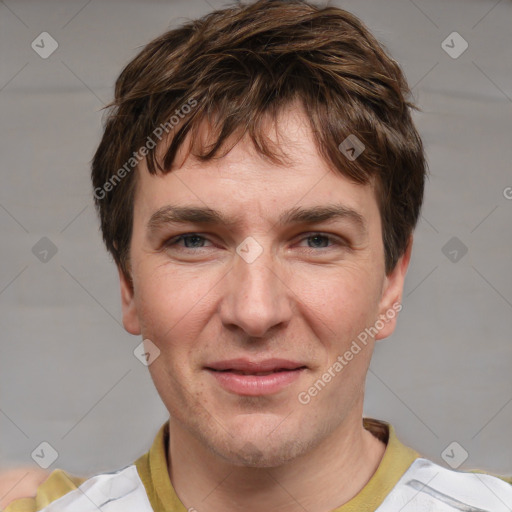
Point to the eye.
(322, 241)
(190, 241)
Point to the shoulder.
(428, 486)
(110, 492)
(52, 488)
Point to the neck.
(322, 479)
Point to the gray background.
(68, 375)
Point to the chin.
(262, 454)
(263, 442)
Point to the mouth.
(257, 374)
(243, 377)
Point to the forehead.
(244, 183)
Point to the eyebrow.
(170, 214)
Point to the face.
(253, 280)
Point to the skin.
(20, 482)
(303, 298)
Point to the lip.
(229, 375)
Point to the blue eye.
(324, 239)
(191, 241)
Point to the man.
(258, 183)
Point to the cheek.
(171, 305)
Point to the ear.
(130, 316)
(391, 300)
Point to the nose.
(257, 296)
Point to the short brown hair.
(243, 63)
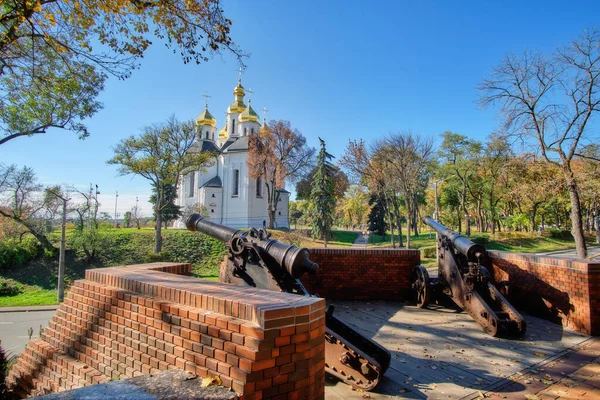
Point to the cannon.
(463, 275)
(255, 260)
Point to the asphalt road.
(15, 325)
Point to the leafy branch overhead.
(56, 54)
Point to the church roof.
(214, 182)
(249, 114)
(204, 145)
(206, 118)
(241, 144)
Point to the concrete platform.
(441, 353)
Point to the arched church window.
(259, 187)
(191, 185)
(236, 182)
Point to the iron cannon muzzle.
(473, 251)
(197, 223)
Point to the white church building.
(231, 197)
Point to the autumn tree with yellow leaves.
(56, 54)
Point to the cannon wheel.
(421, 286)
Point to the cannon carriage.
(464, 277)
(255, 260)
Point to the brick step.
(81, 372)
(74, 370)
(77, 351)
(236, 349)
(46, 376)
(125, 348)
(111, 361)
(42, 368)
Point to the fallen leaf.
(211, 381)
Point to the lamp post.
(116, 198)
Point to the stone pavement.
(575, 376)
(593, 253)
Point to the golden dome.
(264, 129)
(206, 118)
(238, 103)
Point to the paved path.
(361, 240)
(14, 328)
(439, 353)
(593, 253)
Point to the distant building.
(230, 196)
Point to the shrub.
(429, 252)
(559, 234)
(10, 287)
(480, 239)
(15, 253)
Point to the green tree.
(549, 101)
(322, 195)
(170, 211)
(127, 219)
(20, 200)
(56, 54)
(161, 155)
(277, 154)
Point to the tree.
(170, 211)
(127, 219)
(161, 155)
(136, 216)
(56, 54)
(408, 156)
(20, 200)
(340, 183)
(322, 195)
(278, 153)
(549, 100)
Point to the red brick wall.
(564, 290)
(125, 322)
(362, 274)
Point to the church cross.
(206, 96)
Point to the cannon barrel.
(462, 243)
(295, 260)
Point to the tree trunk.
(157, 233)
(532, 215)
(576, 225)
(271, 218)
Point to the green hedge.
(10, 287)
(16, 253)
(133, 246)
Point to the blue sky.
(336, 69)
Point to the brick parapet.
(564, 290)
(362, 274)
(125, 322)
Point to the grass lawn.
(33, 296)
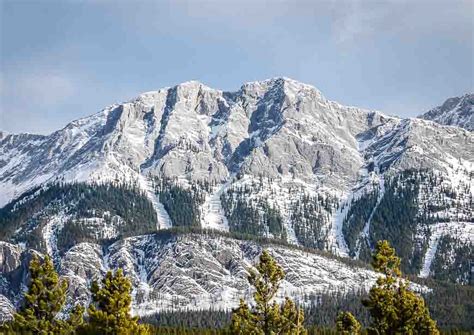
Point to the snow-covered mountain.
(456, 111)
(273, 159)
(172, 272)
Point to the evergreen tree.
(393, 308)
(42, 303)
(109, 312)
(347, 324)
(267, 317)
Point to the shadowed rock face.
(190, 271)
(457, 111)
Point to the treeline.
(400, 219)
(124, 207)
(390, 307)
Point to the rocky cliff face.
(274, 159)
(456, 111)
(192, 271)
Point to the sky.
(64, 59)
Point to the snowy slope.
(192, 272)
(457, 111)
(279, 143)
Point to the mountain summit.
(457, 111)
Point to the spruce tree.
(42, 303)
(347, 324)
(267, 317)
(109, 312)
(393, 307)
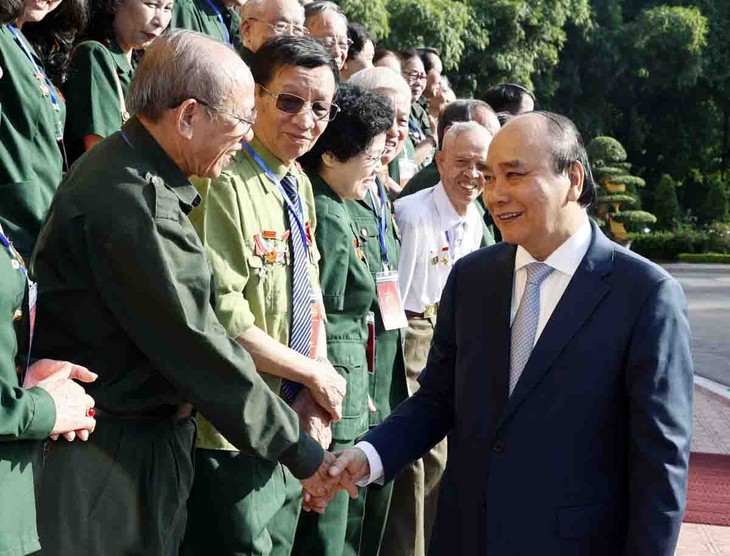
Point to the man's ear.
(439, 159)
(187, 114)
(576, 175)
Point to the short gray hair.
(380, 78)
(181, 65)
(459, 128)
(315, 8)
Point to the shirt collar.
(448, 216)
(565, 258)
(142, 141)
(119, 58)
(275, 165)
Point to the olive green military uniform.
(237, 504)
(348, 290)
(388, 383)
(97, 77)
(428, 177)
(25, 415)
(200, 16)
(126, 290)
(31, 162)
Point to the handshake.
(337, 472)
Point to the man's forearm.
(274, 358)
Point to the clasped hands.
(337, 472)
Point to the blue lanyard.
(294, 210)
(382, 220)
(222, 23)
(38, 71)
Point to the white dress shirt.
(431, 228)
(565, 260)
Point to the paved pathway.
(711, 434)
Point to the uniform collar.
(565, 258)
(120, 60)
(448, 216)
(275, 165)
(141, 140)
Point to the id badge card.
(391, 304)
(318, 319)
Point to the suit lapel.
(583, 294)
(497, 334)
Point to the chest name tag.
(391, 304)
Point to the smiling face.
(138, 22)
(35, 10)
(461, 164)
(289, 136)
(532, 205)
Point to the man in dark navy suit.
(560, 370)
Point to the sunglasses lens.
(290, 104)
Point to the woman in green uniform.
(31, 128)
(343, 165)
(102, 66)
(374, 220)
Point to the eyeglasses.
(330, 42)
(415, 75)
(247, 123)
(293, 104)
(284, 28)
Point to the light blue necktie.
(524, 326)
(300, 334)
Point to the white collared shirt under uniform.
(434, 237)
(565, 261)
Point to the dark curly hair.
(9, 10)
(54, 36)
(359, 35)
(363, 116)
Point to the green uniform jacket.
(24, 415)
(348, 290)
(241, 210)
(428, 177)
(119, 254)
(92, 93)
(31, 162)
(198, 15)
(388, 382)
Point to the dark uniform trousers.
(415, 489)
(137, 474)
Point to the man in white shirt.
(438, 226)
(560, 370)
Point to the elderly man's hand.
(72, 402)
(315, 420)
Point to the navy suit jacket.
(589, 455)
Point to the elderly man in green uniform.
(264, 20)
(257, 227)
(465, 110)
(373, 218)
(126, 290)
(216, 18)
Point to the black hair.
(427, 53)
(359, 35)
(567, 148)
(460, 110)
(9, 10)
(290, 51)
(54, 36)
(363, 115)
(507, 97)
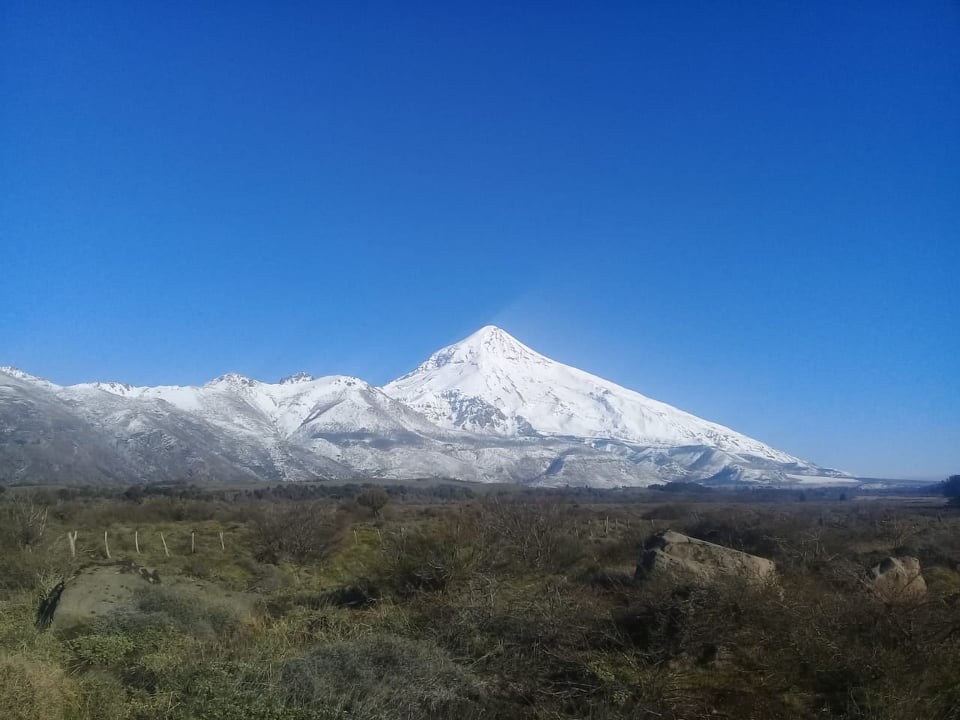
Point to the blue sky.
(748, 210)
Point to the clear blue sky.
(748, 210)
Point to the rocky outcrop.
(897, 578)
(671, 554)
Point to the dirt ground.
(98, 590)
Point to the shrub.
(382, 676)
(30, 691)
(304, 532)
(375, 500)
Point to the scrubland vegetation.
(447, 602)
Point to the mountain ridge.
(486, 408)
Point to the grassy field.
(440, 600)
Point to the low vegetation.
(446, 601)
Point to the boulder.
(897, 578)
(672, 554)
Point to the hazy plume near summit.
(487, 408)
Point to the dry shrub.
(383, 676)
(538, 534)
(303, 532)
(31, 691)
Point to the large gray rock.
(897, 578)
(671, 554)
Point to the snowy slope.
(492, 383)
(487, 409)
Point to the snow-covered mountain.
(487, 408)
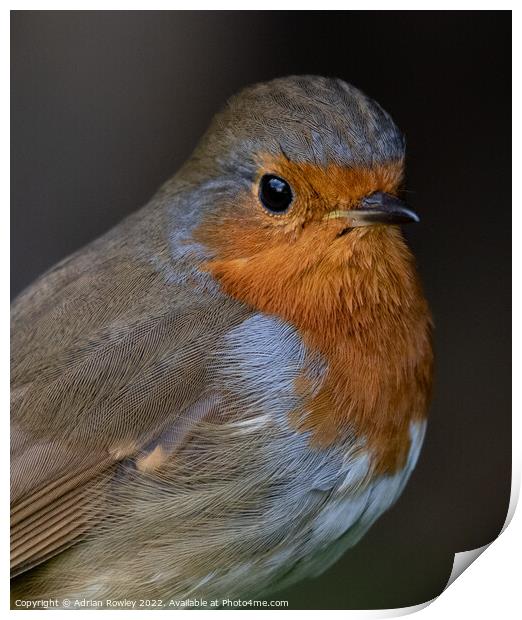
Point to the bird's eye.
(275, 193)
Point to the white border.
(490, 586)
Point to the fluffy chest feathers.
(243, 503)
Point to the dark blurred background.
(107, 105)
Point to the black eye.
(275, 193)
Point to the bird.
(220, 395)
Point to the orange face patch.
(353, 297)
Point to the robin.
(220, 395)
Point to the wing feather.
(107, 353)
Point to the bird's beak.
(378, 208)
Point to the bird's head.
(294, 195)
(298, 201)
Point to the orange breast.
(355, 299)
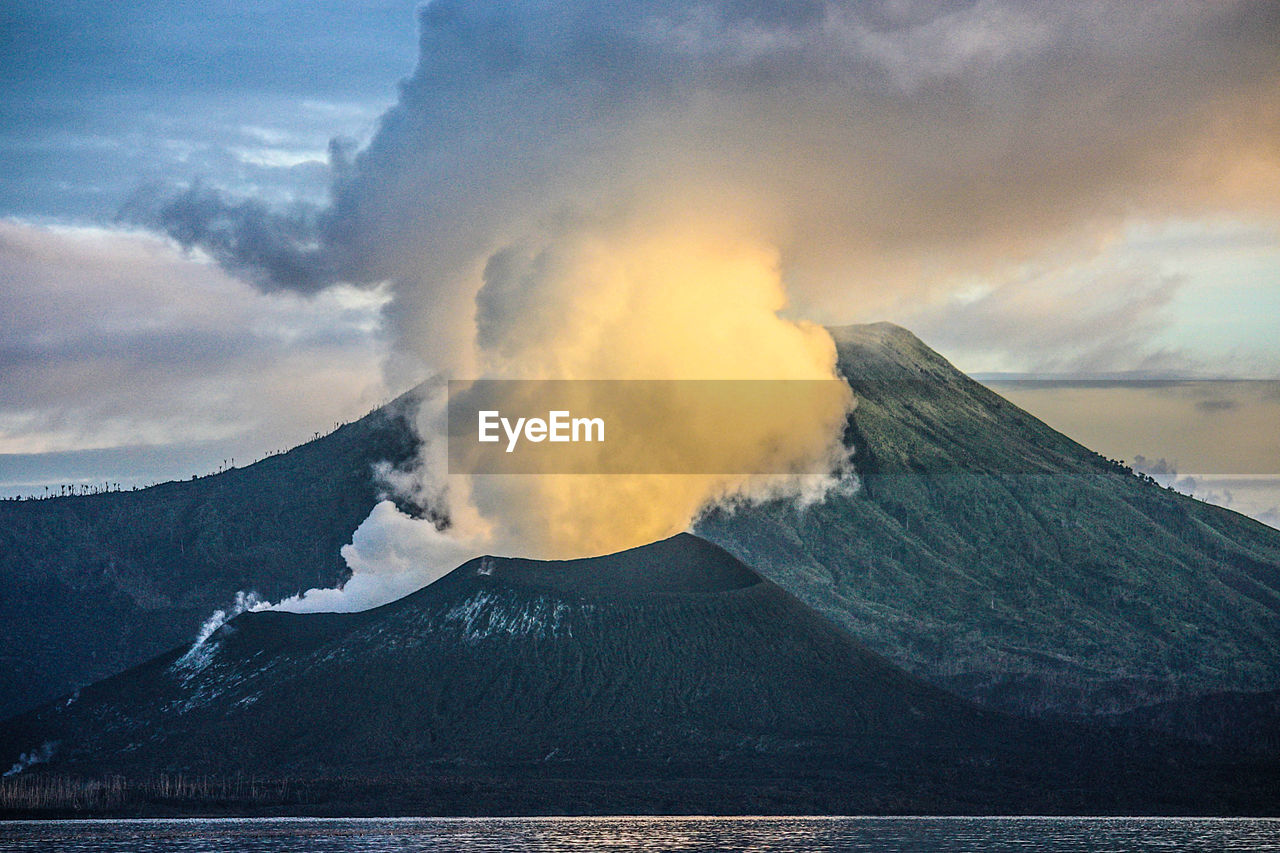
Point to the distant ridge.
(996, 557)
(984, 552)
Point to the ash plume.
(658, 190)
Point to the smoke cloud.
(572, 190)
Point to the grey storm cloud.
(880, 146)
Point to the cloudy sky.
(227, 226)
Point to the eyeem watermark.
(645, 427)
(558, 427)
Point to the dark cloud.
(888, 151)
(275, 249)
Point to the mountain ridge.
(728, 688)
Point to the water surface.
(556, 834)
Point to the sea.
(557, 834)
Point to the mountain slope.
(996, 557)
(984, 552)
(672, 661)
(97, 583)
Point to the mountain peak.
(681, 565)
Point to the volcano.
(588, 685)
(984, 553)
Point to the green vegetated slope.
(996, 557)
(672, 661)
(97, 583)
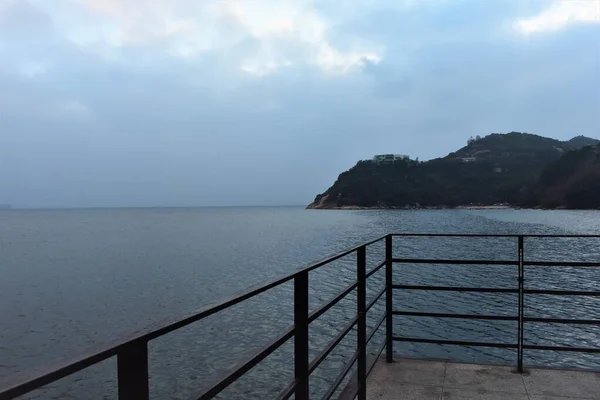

* **Set exercise**: Which lines of the items above contain the word "short"? Select each one and copy it out in full.

* **Final result**:
Point to the short brown hair.
Point to the short gray hair.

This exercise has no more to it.